SET TASK:
Put the records below, from the line with "output x=349, y=260." through the line with "x=253, y=142" (both lines included), into a two-column CSV with the headers task and value. Each row should hold one record's text under task and the points listed after it under value, with each field quoted and line breaks replaced by spaces.

══════════════════════════════

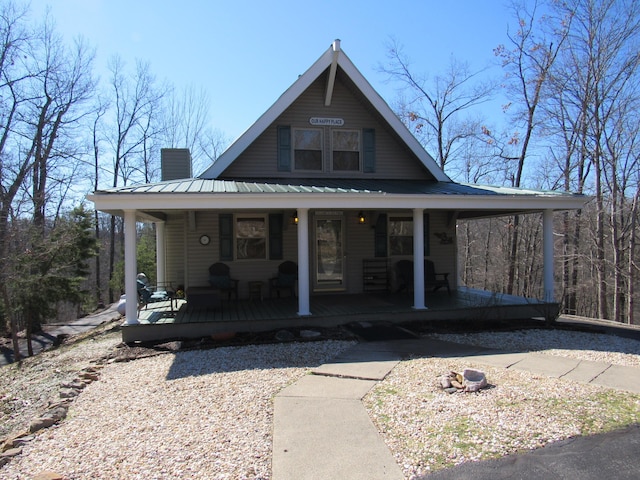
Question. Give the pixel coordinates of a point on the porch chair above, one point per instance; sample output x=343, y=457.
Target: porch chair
x=404, y=272
x=144, y=293
x=285, y=279
x=148, y=294
x=220, y=278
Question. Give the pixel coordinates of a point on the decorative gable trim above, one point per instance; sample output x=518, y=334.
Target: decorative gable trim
x=333, y=58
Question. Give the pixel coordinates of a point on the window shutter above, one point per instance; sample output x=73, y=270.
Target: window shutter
x=369, y=150
x=275, y=236
x=427, y=248
x=284, y=148
x=381, y=236
x=225, y=222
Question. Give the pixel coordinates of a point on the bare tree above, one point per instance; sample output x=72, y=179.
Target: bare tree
x=133, y=123
x=43, y=86
x=534, y=49
x=595, y=103
x=439, y=111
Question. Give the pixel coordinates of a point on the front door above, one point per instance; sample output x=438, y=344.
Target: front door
x=329, y=262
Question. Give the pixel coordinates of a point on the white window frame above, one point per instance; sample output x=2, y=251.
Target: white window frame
x=293, y=149
x=347, y=130
x=245, y=216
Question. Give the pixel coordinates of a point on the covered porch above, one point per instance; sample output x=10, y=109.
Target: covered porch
x=172, y=320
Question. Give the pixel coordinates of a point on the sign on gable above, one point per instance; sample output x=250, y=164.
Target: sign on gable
x=326, y=122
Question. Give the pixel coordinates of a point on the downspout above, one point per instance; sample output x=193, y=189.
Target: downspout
x=418, y=259
x=161, y=256
x=303, y=262
x=331, y=80
x=547, y=251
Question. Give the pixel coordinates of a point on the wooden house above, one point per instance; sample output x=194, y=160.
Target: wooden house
x=328, y=178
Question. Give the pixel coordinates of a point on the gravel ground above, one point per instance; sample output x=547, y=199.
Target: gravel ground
x=193, y=414
x=208, y=413
x=428, y=429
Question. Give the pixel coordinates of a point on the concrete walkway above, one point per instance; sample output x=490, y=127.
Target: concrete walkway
x=321, y=428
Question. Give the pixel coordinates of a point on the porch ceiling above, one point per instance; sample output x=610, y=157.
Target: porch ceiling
x=468, y=201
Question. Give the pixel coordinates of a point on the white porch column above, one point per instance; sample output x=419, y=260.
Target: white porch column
x=303, y=262
x=547, y=249
x=130, y=267
x=160, y=256
x=418, y=259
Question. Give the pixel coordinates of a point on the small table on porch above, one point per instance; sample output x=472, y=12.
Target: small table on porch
x=255, y=290
x=203, y=298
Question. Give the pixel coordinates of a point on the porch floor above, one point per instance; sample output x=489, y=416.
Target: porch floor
x=163, y=320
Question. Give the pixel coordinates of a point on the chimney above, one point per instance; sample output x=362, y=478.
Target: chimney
x=175, y=163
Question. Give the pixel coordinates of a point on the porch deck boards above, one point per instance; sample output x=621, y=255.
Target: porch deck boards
x=322, y=306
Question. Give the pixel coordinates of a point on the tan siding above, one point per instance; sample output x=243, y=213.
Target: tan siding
x=184, y=248
x=393, y=159
x=200, y=257
x=174, y=243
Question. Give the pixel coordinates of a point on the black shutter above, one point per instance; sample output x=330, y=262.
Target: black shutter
x=284, y=148
x=369, y=150
x=427, y=248
x=275, y=236
x=381, y=236
x=225, y=222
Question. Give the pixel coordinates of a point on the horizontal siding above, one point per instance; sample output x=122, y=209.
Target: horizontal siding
x=188, y=261
x=393, y=159
x=174, y=243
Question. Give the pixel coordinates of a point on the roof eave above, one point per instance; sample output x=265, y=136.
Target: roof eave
x=373, y=200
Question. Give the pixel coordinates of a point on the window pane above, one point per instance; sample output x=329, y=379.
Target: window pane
x=251, y=238
x=307, y=145
x=346, y=150
x=401, y=245
x=401, y=236
x=308, y=140
x=401, y=226
x=347, y=141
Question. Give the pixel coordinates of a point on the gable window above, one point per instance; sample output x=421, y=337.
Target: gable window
x=307, y=149
x=346, y=150
x=251, y=237
x=401, y=235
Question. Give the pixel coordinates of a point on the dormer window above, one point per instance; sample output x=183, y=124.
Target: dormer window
x=307, y=149
x=345, y=145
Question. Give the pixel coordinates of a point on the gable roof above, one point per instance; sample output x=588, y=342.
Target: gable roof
x=334, y=57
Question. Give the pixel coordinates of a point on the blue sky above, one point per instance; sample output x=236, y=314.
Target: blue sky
x=246, y=53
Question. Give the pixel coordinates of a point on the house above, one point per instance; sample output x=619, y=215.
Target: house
x=328, y=178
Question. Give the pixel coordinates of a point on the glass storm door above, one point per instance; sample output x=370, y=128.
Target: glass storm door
x=329, y=253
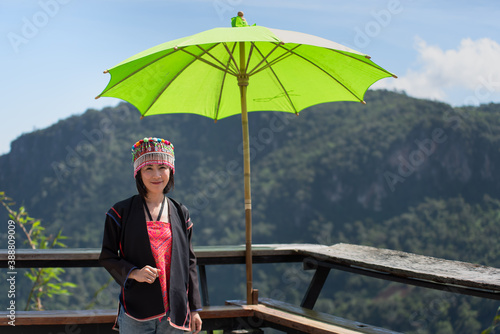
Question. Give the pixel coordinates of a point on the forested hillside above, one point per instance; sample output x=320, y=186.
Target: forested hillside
x=399, y=173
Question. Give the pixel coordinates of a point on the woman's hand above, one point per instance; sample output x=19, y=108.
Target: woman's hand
x=147, y=274
x=195, y=322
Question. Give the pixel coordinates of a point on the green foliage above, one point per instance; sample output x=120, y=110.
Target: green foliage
x=494, y=324
x=46, y=282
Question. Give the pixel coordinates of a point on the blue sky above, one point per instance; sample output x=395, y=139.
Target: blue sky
x=53, y=52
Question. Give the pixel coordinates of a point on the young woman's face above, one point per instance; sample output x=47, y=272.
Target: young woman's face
x=155, y=177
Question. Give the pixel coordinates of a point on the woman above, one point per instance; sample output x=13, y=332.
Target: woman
x=152, y=259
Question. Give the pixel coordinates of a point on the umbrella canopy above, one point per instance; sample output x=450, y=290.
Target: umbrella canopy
x=288, y=71
x=227, y=71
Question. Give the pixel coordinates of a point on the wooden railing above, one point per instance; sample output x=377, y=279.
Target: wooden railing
x=429, y=272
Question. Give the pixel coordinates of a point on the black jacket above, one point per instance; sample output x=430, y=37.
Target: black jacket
x=126, y=246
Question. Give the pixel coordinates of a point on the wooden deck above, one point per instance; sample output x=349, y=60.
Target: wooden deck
x=425, y=271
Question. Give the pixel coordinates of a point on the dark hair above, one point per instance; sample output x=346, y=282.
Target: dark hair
x=141, y=188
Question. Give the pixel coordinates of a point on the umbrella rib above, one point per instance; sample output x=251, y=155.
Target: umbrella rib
x=231, y=55
x=206, y=61
x=225, y=67
x=256, y=70
x=220, y=94
x=166, y=86
x=328, y=74
x=133, y=73
x=370, y=64
x=173, y=79
x=279, y=81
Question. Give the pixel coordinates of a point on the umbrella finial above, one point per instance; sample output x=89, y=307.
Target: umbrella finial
x=239, y=21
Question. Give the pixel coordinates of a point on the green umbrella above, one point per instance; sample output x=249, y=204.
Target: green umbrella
x=227, y=71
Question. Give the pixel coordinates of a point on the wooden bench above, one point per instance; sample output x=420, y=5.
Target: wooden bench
x=101, y=321
x=452, y=276
x=295, y=319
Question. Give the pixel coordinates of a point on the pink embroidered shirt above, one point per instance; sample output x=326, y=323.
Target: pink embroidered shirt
x=160, y=238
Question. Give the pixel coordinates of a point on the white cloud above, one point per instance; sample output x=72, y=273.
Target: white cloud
x=473, y=67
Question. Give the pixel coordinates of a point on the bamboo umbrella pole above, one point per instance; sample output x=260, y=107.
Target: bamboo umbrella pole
x=243, y=84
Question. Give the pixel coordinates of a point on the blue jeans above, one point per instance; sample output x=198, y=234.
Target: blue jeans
x=155, y=326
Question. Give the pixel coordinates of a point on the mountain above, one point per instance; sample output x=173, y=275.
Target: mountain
x=400, y=173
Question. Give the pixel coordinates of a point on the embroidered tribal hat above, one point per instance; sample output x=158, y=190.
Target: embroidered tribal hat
x=151, y=151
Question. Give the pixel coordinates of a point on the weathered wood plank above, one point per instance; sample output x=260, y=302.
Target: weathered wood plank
x=285, y=314
x=410, y=265
x=323, y=317
x=29, y=318
x=303, y=322
x=77, y=317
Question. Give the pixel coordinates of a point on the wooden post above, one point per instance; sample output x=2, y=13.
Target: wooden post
x=243, y=84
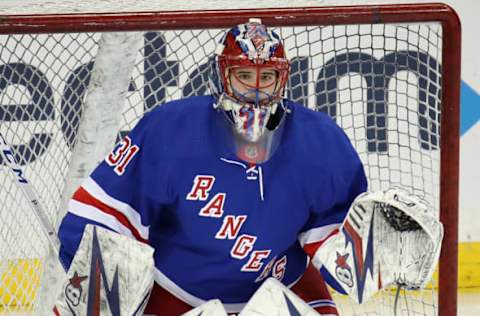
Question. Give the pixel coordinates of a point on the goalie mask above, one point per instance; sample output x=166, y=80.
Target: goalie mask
x=247, y=79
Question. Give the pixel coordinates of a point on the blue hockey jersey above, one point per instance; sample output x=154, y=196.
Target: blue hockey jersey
x=219, y=226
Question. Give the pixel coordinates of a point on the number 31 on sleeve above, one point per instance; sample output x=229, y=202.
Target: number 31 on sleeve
x=121, y=155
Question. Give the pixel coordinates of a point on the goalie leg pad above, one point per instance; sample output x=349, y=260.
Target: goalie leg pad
x=387, y=237
x=111, y=274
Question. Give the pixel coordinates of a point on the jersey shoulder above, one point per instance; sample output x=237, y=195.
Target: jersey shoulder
x=317, y=132
x=174, y=128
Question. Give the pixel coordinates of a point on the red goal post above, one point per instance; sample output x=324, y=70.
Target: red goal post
x=438, y=129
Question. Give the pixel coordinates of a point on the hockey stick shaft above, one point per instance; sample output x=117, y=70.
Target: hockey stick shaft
x=8, y=157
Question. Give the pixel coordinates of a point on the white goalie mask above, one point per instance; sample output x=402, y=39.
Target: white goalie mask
x=248, y=79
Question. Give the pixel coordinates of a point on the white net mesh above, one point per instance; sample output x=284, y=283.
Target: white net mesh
x=380, y=82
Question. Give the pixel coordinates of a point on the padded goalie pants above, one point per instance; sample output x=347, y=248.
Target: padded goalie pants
x=311, y=288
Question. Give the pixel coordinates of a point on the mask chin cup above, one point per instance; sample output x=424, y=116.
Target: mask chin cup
x=253, y=142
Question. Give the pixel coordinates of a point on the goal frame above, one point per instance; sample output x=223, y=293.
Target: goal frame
x=365, y=14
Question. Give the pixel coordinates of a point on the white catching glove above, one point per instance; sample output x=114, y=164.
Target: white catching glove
x=388, y=237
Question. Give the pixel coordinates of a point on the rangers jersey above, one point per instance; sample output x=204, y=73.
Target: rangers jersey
x=219, y=226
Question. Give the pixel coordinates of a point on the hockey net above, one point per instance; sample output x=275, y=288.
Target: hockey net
x=387, y=74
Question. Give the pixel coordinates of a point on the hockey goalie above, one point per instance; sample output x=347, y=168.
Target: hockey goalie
x=243, y=185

══════════════════════════════

COMPLETE ANSWER:
task,value
"Question. Give the pixel coordinates of a point on the goalie leg pad above, one point per instance; sample output x=349, y=260. Target: goalie leg pad","x=387, y=237 x=111, y=274"
"Question. Give the pixel coordinates of a point on the jersey shoulder above, one point per instance; sample output x=237, y=195. Target: jersey shoulder","x=317, y=132 x=174, y=128"
"Question. Give the pixel coordinates of a point on the red goal post above, one point per instance; sample output x=324, y=70. Target: red goal post","x=438, y=129"
"Question. Give the pixel coordinates of a point on the hockey stick shaft above, one point per instance; sample output x=117, y=70. Target: hockey stick shaft","x=8, y=157"
"Question. Give the pixel coordinates of a point on the white goalie mask above, one point per instance; sample output x=402, y=39. Target: white goalie mask","x=248, y=79"
"Question. Give the pixel coordinates of a point on the white net mesh above, one point per instance; sample output x=284, y=283. Target: white net mesh","x=380, y=82"
"Question. Give the pixel coordinates of a point on the padded goalie pants above, one point per instance; sample output x=347, y=248. Target: padded goalie pants","x=311, y=288"
"Question. Give the pixel coordinates of a point on the mask chin cup above, one point per instance; sample output x=424, y=116. Target: mask chin cup","x=253, y=142"